*** PASSAGE PROVIDED ***

Three announcements that have become typical for Australia’s small but increasingly significant 3D printing market all happened within a few days of each other. First, Titomic, a manufacturer of cold spray additive manufacturing (CSAM) platforms based in Melbourne, announced that the company had entered the European defense market through its sale of a D523 system to the Fleet Support Service of France’s navy, the Navy Nationale.
Next, AML3D, of Adelaide, released preliminary earnings for the year ending June 30, 2023, and the key takeaway is that so far in 2023, the company has A$6 million (about US$3.84 million) worth of sales on the books. It is worth noting that this has followed the company’s pivot from a contract manufacturer to an OEM, and most of AML3D’s 2023 sales so far come from the US military. This means those sales have significant scale-up potential if initial adoption by the US Navy is successful. As the company’s interim CEO, Sean Ebert, put it, “We are confident of converting our ARCEMY sales pipeline into firm contracts that will expand on the $6 million in confirmed orders to be delivered during FY24.”

*** GIVEN DATA ***

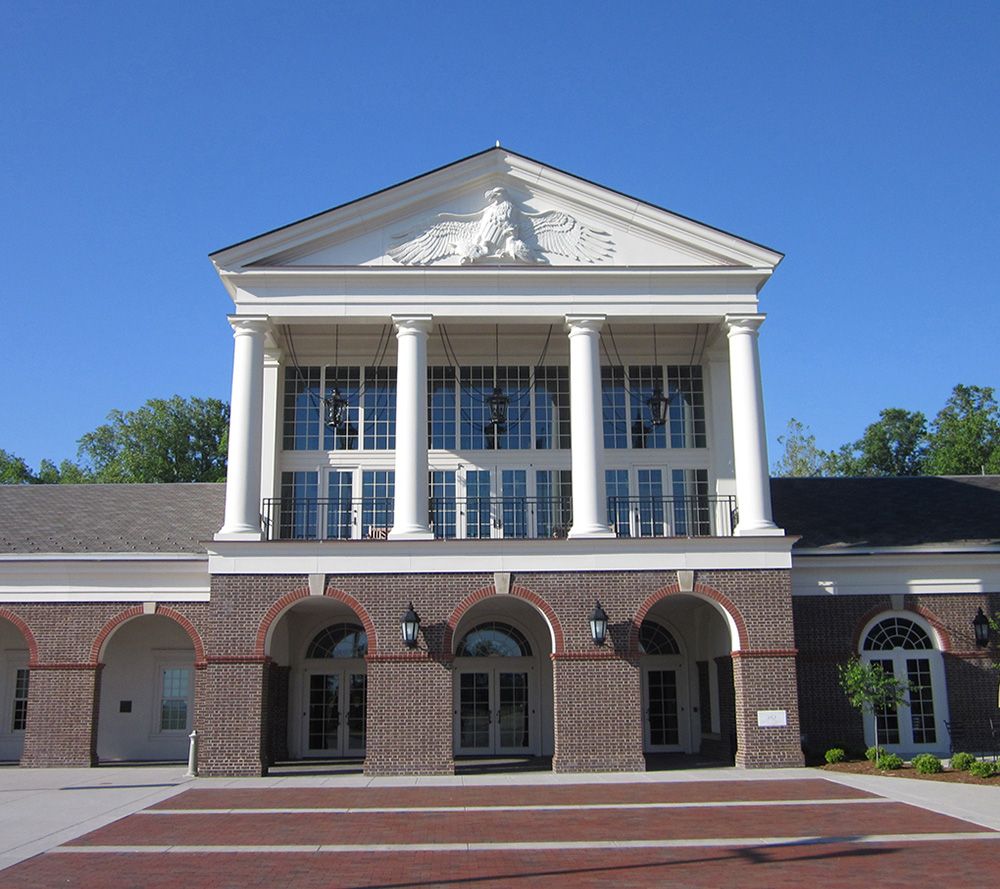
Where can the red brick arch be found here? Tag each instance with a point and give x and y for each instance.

***

* _PROBLEM SET_:
• 1. In the passage on Australia's 3D printing market, quote everything from "Three announcements that" down to "the Navy Nationale.".
• 2. According to the passage on Australia's 3D printing market, which system did Titomic sell to the Fleet Support Service of France's navy?
• 3. Write what follows next in the passage on Australia's 3D printing market, continuing from where it ends.
The lines aren't needed for anything here.

* _RESPONSES PER TASK_:
• 1.
Three announcements that have become typical for Australia’s small but increasingly significant 3D printing market all happened within a few days of each other. First, Titomic, a manufacturer of cold spray additive manufacturing (CSAM) platforms based in Melbourne, announced that the company had entered the European defense market through its sale of a D523 system to the Fleet Support Service of France’s navy, the Navy Nationale.

• 2. A D523 system.

• 3.
Finally, SPEE3D, based in the suburbs of Melbourne, announced it had partnered with the Consortium for Additive Manufacturing Research and Education (CAMRE) to bring SPEE3D’s CSAM platform to the US Tri-Service Maritime Forces (the Navy, Marine Corps, and Coast Guard). As part of the deal, an XSPEE3D system will be installed at the Naval Postgraduate School. A comment from the program manager for CAMRE, Chris Curran, does a good job of encapsulating why Australia may be a perfect home for AM: “The Naval Postgraduate School chose the XSPEE3D metal 3D printer because of its expeditionary nature that allows it to be contained inside a rugged and deployable metal container and deployed anywhere, including harsh field conditions.”
Australia is a highly developed industrialized nation, but it is also one of the most sparsely populated nations, and possibly the most isolated region in the world. Thus, it does not seem like an accident that one of the main features its AM companies are focused on is deployability.
The same strengths that are attracting the US and French militaries to Australia’s 3D printing OEMs could play an even larger role long-term, in Australia’s domestic economy. This is especially true, as I mentioned recently in a post about AML3D, given the significance of the mining and oil & gas sectors to the Australian economy. The attributes that make a technology optimal for a navy, for instance, also make that technology optimal for an offshore natural gas platform.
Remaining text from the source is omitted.